Questions to answer:
[1] From the biosensing abstract, list each phenomenon it names as occurring at the interface of an ion selective environment and the surrounding electrolyte.
[2] According to the biosensing abstract, what phenomenon is the biosensing based on?

··· Excerpt ···

(276f) Designing Ion Selective Membranes for Biosensing
AIChE Annual Meeting
2011
2011 Annual Meeting
2011 Annual Meeting of the American Electrophoresis Society (AES)
Biomedical Diagnostics
Tuesday, October 18, 2011 - 2:15pm to 2:36pm
A number of interesting phenomena occur at the interface of an ion selective environment (nanochannel or ion exchange membrane) and the surrounding electrolyte under DC or AC electric fields. These phenomena include formation of depletion and concentration regions around the nanoporous membrane or nanochannel, development of a space charge region with the length exceeding the length of Debye layer, development of electrically driven vortices, Warburg-like Electrical Impedance Spectroscopy (EIS) etc. Our efforts are aimed at using such ion selective environments to develop a highly specific and sensitive DNA/RNA biosensing platform. The biosensing is based on a charge inversion phenomenon that occurs when negatively charged DNA/RNA molecules hybridize with specific probes immobilized on an ion exchange membrane bearing a positive fixed charge. Expensive and bulky optical biosensing technologies can thus be replaced by miniature electronic circuits connected to on-chip nanoporous membrane sensors. Such nanoprobes are not grown or fabricated by expensive nanofabrication techniques, but are rather loaded on-site by patented dielectrophoretic assembly technologies or by standard sol-gel or UV curable chemistry. Ion depletion action by the nanoporous membranes controls the ionic strength around the sensor to ensure robustness to sample variability. The ion-depleted region also dielectrophoretically trap and concentrate the target molecules from the flowing sample to hybridize/dock with molecular probes functionalized onto the nanosensors. Instead of the classical electrochemical sensing technique, we utilize a much more sensitive conductance and impedance signature based on sensitivity of ion current across the nanoporous membrane to surface charge density change effected by hybridized molecules. The sensitivity involves a nonlinear correction to the conductance and is hence much more sensitive than EIS or other linear electrochemical sensing techniques.

··· Supplied information ···

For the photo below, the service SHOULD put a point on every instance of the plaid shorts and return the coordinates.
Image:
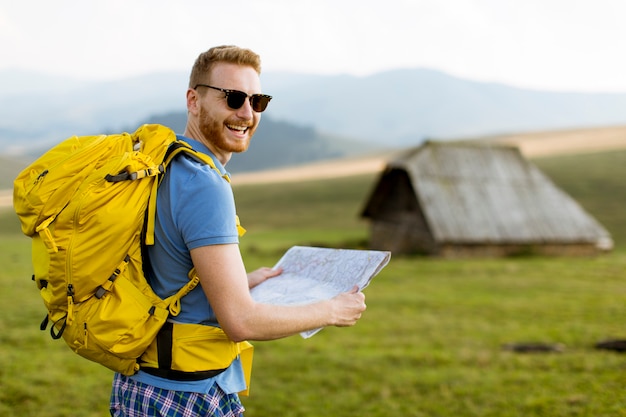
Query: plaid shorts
(130, 398)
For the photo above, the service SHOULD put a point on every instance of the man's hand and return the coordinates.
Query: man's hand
(348, 307)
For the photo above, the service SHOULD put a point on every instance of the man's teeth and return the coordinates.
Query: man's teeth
(239, 128)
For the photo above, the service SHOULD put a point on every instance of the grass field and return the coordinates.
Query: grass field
(430, 344)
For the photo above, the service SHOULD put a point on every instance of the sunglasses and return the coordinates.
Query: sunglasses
(236, 98)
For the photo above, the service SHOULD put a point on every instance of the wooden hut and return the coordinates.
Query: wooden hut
(470, 199)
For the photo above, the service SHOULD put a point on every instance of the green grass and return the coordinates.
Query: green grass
(430, 343)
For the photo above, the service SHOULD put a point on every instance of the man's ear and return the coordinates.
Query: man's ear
(192, 101)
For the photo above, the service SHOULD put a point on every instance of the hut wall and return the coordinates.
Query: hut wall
(502, 250)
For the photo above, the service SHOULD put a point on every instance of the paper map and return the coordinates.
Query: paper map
(313, 274)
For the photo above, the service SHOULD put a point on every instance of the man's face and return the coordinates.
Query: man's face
(228, 130)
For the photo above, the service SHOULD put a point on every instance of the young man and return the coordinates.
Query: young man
(197, 227)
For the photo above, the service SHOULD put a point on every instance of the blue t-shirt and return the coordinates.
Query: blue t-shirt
(195, 207)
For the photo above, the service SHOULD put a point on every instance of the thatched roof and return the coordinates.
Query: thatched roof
(477, 194)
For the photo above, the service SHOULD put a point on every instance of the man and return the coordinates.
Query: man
(196, 227)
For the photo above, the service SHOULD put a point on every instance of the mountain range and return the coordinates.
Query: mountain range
(390, 109)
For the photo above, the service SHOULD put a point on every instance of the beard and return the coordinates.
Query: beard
(213, 132)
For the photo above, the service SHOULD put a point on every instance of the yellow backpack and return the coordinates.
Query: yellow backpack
(88, 204)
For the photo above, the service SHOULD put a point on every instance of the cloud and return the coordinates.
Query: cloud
(544, 44)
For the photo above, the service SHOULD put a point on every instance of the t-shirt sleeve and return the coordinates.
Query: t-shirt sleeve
(203, 205)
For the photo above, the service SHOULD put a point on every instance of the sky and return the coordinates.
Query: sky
(555, 45)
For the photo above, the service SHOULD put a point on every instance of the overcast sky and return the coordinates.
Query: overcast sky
(566, 45)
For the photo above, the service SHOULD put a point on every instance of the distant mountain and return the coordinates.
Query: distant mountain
(279, 144)
(394, 108)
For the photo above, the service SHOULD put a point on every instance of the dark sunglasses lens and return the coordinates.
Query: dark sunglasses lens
(235, 99)
(260, 102)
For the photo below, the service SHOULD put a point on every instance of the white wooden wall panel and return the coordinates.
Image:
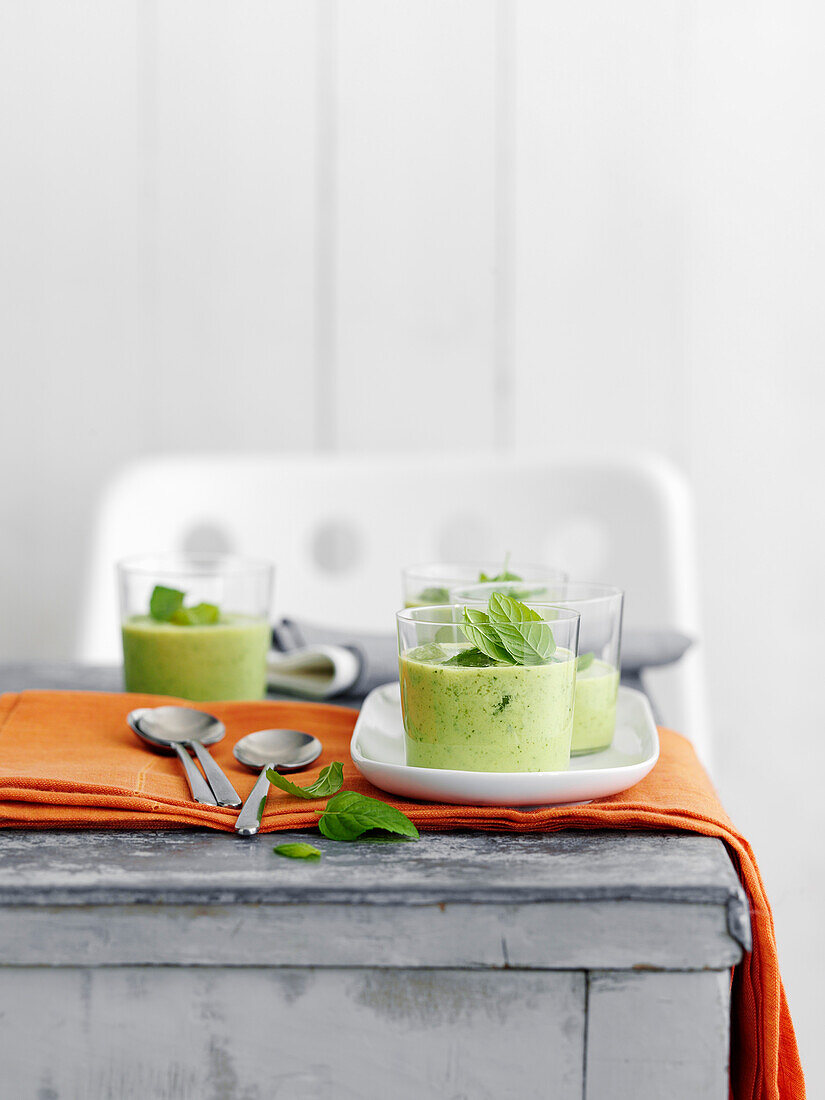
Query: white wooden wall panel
(67, 294)
(231, 318)
(415, 278)
(598, 221)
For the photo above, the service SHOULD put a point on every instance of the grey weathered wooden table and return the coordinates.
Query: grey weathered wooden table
(195, 965)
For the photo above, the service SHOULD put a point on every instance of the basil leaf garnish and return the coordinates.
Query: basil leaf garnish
(329, 781)
(199, 615)
(164, 602)
(349, 815)
(521, 630)
(484, 636)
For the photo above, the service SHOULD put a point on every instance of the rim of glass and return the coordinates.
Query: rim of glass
(416, 614)
(441, 570)
(600, 591)
(179, 562)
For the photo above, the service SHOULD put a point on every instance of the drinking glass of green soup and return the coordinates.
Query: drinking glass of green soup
(431, 583)
(195, 626)
(600, 642)
(488, 690)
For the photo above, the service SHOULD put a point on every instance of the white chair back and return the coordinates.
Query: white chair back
(340, 527)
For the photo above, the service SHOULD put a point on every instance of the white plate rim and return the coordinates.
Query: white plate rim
(395, 773)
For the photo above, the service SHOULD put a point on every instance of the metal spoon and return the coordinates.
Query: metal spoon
(282, 749)
(178, 728)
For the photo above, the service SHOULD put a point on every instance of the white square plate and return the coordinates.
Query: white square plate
(377, 751)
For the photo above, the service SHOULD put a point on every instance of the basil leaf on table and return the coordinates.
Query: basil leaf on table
(350, 814)
(297, 850)
(164, 602)
(329, 781)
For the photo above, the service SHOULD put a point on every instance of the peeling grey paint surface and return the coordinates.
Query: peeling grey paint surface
(199, 867)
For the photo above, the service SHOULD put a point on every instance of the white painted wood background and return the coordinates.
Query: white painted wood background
(367, 224)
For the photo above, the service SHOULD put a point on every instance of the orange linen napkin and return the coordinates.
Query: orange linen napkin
(67, 759)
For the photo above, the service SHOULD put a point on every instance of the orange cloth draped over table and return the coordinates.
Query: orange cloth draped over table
(67, 759)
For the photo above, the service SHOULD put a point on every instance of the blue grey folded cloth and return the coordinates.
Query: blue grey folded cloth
(377, 656)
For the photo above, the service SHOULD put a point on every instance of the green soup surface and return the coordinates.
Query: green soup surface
(503, 717)
(223, 660)
(594, 716)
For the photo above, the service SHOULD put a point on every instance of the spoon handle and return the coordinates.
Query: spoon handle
(223, 791)
(198, 785)
(249, 820)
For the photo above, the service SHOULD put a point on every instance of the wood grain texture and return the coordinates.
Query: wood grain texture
(653, 1035)
(294, 1034)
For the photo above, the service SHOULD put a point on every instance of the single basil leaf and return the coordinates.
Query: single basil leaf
(521, 630)
(164, 603)
(329, 781)
(298, 850)
(484, 636)
(471, 659)
(351, 814)
(199, 615)
(433, 596)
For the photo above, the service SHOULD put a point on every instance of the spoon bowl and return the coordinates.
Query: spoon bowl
(282, 749)
(166, 725)
(178, 728)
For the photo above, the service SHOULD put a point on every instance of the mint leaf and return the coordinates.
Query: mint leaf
(298, 850)
(199, 615)
(433, 596)
(351, 814)
(521, 630)
(329, 781)
(164, 603)
(471, 659)
(484, 636)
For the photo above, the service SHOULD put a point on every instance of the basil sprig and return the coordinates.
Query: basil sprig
(349, 815)
(329, 781)
(509, 633)
(166, 605)
(297, 850)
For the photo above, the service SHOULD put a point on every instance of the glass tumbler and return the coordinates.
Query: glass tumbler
(431, 583)
(195, 626)
(600, 645)
(466, 711)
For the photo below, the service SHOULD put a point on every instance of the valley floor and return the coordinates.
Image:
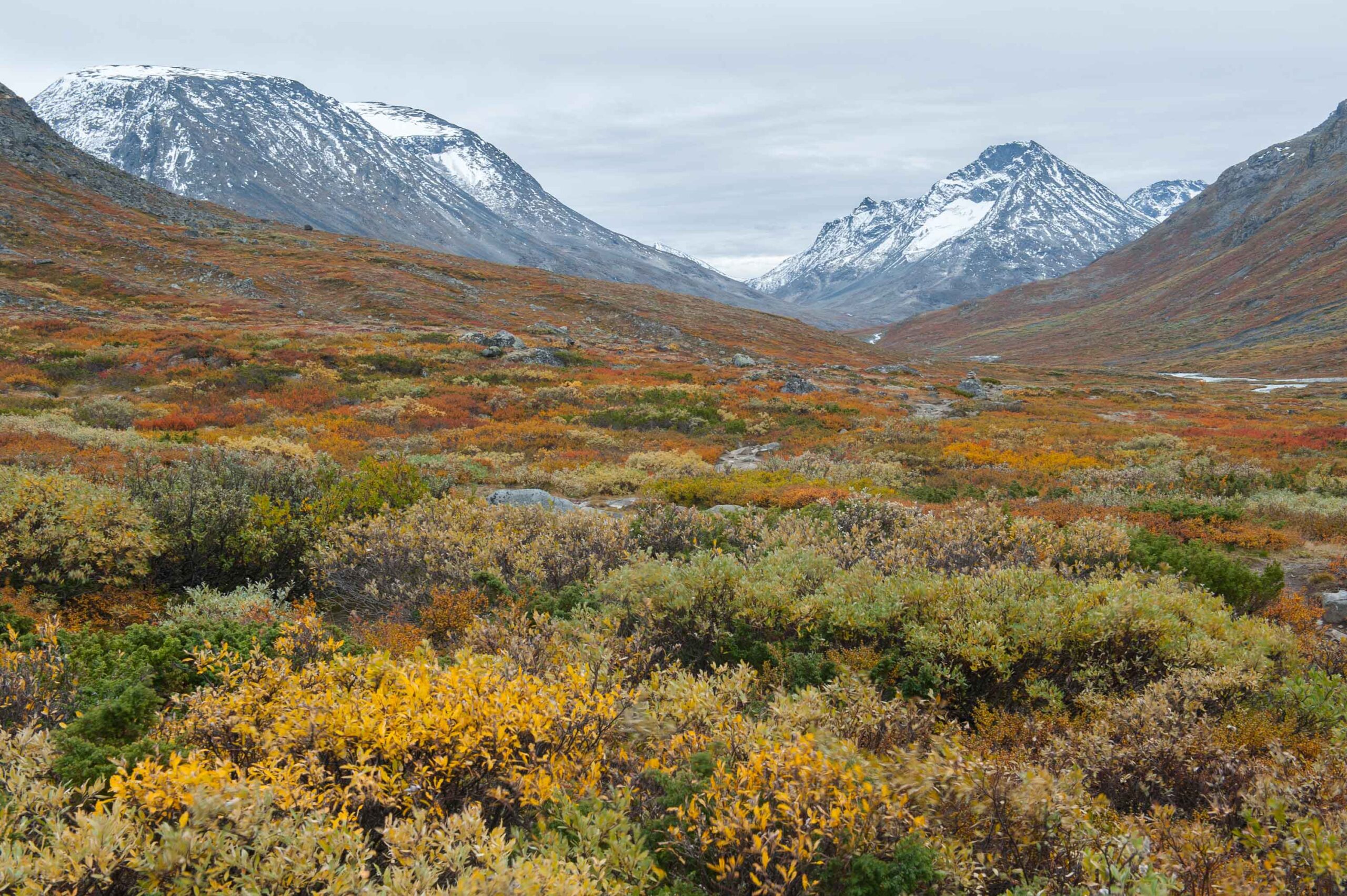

···

Solutions in order:
[1]
- Formation of depletion and concentration regions around the nanoporous membrane or nanochannel
- Development of a space charge region with the length exceeding the length of Debye layer
- Development of electrically driven vortices
- Warburg-like Electrical Impedance Spectroscopy (EIS)

[2] A charge inversion phenomenon that occurs when negatively charged DNA/RNA molecules hybridize with specific probes immobilized on an ion exchange membrane bearing a positive fixed charge.